(A block of data)
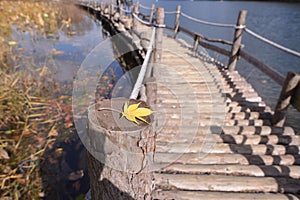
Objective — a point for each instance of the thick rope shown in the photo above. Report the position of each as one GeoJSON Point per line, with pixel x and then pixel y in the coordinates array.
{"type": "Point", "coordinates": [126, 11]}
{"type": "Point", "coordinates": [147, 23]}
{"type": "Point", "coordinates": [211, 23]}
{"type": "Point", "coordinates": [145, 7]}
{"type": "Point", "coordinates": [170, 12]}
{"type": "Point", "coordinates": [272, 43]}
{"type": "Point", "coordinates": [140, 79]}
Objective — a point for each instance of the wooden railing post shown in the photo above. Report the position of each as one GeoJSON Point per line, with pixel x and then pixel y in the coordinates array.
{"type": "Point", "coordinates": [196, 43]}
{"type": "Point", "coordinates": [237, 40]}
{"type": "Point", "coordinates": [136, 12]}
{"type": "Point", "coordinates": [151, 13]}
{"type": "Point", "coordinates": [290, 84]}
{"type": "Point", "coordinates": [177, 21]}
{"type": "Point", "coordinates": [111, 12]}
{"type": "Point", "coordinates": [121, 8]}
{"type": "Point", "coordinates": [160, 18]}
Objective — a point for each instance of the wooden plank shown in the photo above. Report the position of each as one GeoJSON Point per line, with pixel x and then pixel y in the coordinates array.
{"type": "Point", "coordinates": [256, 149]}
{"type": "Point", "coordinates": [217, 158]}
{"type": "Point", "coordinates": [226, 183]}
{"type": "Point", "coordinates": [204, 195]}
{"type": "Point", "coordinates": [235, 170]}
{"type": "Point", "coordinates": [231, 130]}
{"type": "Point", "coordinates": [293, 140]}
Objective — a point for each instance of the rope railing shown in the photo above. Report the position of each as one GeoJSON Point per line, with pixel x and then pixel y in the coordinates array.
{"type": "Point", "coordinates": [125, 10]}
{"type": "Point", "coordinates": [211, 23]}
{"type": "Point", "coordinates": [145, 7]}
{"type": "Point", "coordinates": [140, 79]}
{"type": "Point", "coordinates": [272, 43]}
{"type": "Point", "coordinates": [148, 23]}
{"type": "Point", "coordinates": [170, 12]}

_SHORT PROBLEM_: Put everything from the line containing "Objective — a point for each instance of the rope" down to the end of the rows into a JSON list of strings, one string per line, leaving out blank lines.

_WRITTEN RESPONSE_:
[
  "Objective — a point for each instance of the rope railing shown in the photo above. Report the position of each as one GeoJSON Point per line, with pixel x and then pixel y in the coordinates array.",
  "{\"type\": \"Point\", \"coordinates\": [125, 10]}",
  "{\"type\": \"Point\", \"coordinates\": [211, 23]}",
  "{\"type\": \"Point\", \"coordinates\": [145, 7]}",
  "{\"type\": \"Point\", \"coordinates\": [140, 79]}",
  "{\"type\": \"Point\", \"coordinates\": [272, 43]}",
  "{\"type\": \"Point\", \"coordinates\": [148, 23]}",
  "{\"type\": \"Point\", \"coordinates\": [170, 12]}"
]